* The task: Can you output every line of the items below word for word, leaving out the pictures?

* Stored records:
— BEGIN —
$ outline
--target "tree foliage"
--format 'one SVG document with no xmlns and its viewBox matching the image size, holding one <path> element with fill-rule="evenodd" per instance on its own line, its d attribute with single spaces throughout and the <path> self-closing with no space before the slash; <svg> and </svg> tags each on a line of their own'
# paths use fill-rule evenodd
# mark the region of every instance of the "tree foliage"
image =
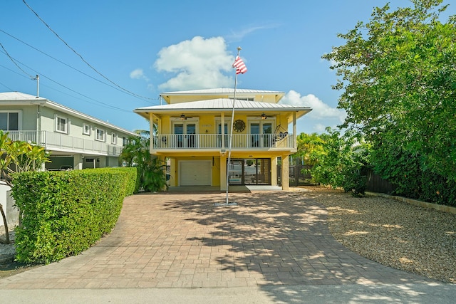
— END —
* Output below:
$ outline
--target "tree foliage"
--format 'one SVG document with no xmlns and its viewBox matching the image size, holding one <path> element with fill-rule="evenodd" per instance on its own line, its d attribute with single spaces throughout and the <path> self-closing with no space before the slash; <svg> and </svg> tags each on a line of their own'
# paths use fill-rule evenodd
# mark the region of every instance of the "tree foliage"
image =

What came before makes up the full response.